WORK INSTRUCTIONS >>
All of the entries must be reproduced exactly, with no images carried over.

SUPPLIED MATERIAL >>
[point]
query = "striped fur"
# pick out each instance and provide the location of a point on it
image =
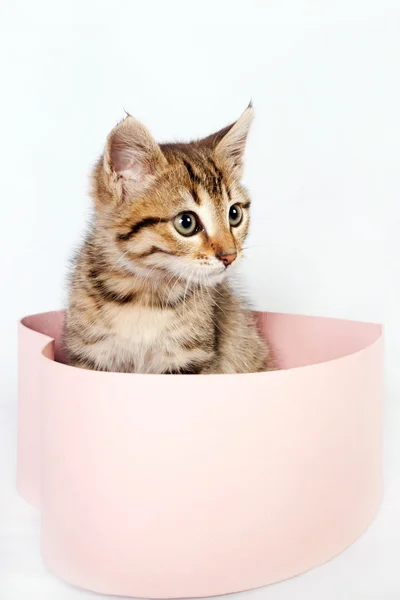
(143, 298)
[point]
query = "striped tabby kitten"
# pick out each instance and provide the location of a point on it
(149, 292)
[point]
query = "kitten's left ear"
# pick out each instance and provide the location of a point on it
(132, 157)
(229, 144)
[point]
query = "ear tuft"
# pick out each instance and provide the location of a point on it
(232, 145)
(132, 154)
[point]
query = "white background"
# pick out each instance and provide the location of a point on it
(323, 168)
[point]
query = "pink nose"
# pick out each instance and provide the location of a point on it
(227, 259)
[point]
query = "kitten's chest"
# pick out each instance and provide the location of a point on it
(143, 327)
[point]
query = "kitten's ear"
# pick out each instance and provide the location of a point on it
(132, 157)
(229, 144)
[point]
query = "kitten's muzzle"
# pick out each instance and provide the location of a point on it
(228, 258)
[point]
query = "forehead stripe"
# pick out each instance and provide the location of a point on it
(148, 222)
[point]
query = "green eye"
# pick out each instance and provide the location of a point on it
(186, 224)
(235, 215)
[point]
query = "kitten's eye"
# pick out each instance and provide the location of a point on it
(186, 224)
(235, 215)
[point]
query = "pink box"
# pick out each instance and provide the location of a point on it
(171, 486)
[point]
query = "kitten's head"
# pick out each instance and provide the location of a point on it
(173, 210)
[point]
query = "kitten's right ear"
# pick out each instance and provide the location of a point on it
(132, 158)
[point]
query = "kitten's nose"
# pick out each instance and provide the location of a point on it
(228, 258)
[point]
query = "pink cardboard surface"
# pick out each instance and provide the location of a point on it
(172, 486)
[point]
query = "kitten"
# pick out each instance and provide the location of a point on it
(149, 292)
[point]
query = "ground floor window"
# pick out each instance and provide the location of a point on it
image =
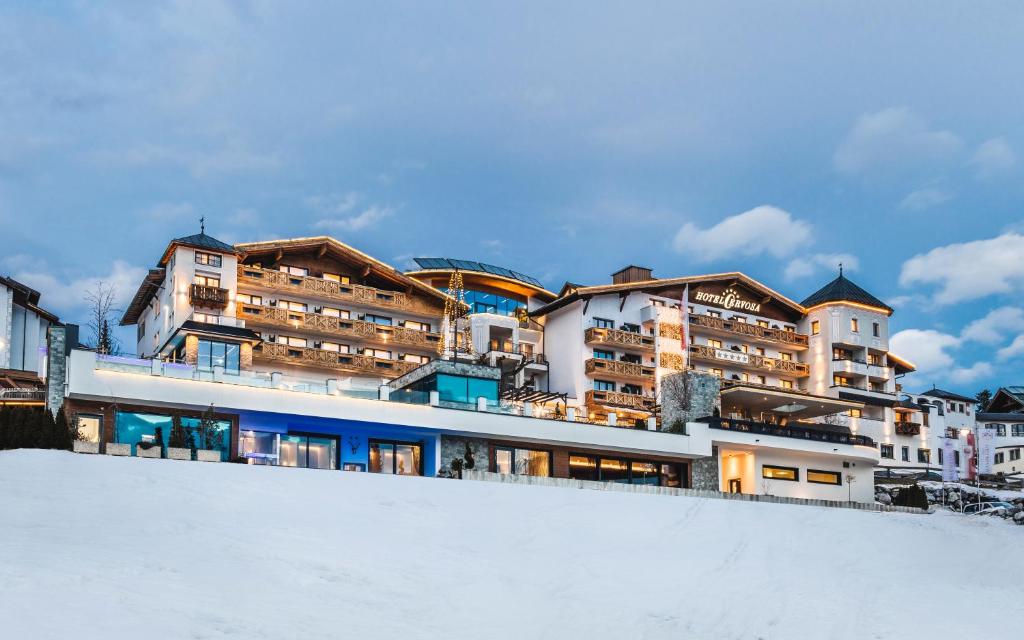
(824, 477)
(395, 458)
(627, 471)
(522, 461)
(780, 473)
(90, 428)
(308, 452)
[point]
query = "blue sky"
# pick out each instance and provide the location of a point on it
(774, 138)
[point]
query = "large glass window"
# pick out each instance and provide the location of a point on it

OUTPUT FOR THIS TASK >>
[point]
query = "striped fur"
# pick out each instance and provide the location of a point on it
image =
(143, 298)
[point]
query = "striped tabby kitten"
# pick out each instance and provide the location of a point on it
(149, 292)
[point]
query = "kitten's left ear"
# pick out each instance and provide the location of a point on it
(132, 157)
(229, 144)
[point]
query = "ear tuft"
# pick out each instance and provide the location of a point on it
(232, 145)
(132, 154)
[point]
query = "white background"
# pick out each instance and provide the location of a point on it
(323, 168)
[point]
query = "pink nose"
# pick out each instance and provide the location of a point on it
(227, 259)
[point]
query = "kitten's chest"
# pick out each instance and provide the location of a point on it
(143, 327)
[point]
query = "kitten's ear"
# pick out each instance and provide the location of a point on it
(132, 157)
(229, 144)
[point]
query = "kitten's muzzle"
# pick out each instance and provide the location of a point on it
(228, 258)
[point]
query = "forehead stripe"
# pick out each instance and provide the location of a point on it
(148, 222)
[point]
query = "green eye"
# pick out each instance and provide the location of a point on it
(186, 224)
(235, 215)
[point]
query = "kitten's eye"
# pick out each instance and provide the location of a point on it
(186, 224)
(235, 215)
[point]
query = "pink box"
# pick out each instance and provide the location of a point on it
(171, 486)
[point]
query = "kitten's head"
# pick out each instance and provide the location of a point on it
(173, 210)
[point]
query = "kitten's right ear"
# pick out each instance and provide the location of a point on it
(132, 158)
[point]
query = "kitten's nose"
# pick out each instance and provide the location of a point on it
(228, 258)
[point]
query = "pink cardboard surface"
# pick out each instance and provide the location of a point on it
(172, 486)
[point]
query = "kitten"
# pick out each instance and provide the location of a point on it
(149, 292)
[point]
query = "ground floor window"
# pick out each instance and provide the location of a point on it
image =
(824, 477)
(395, 458)
(627, 471)
(522, 461)
(780, 473)
(90, 428)
(308, 452)
[point]
query = "blue sky"
# pick out each instance and provide the location of a point on it
(774, 138)
[point]
query = "large glass window"
# pick out each instance and provide the location of a point on it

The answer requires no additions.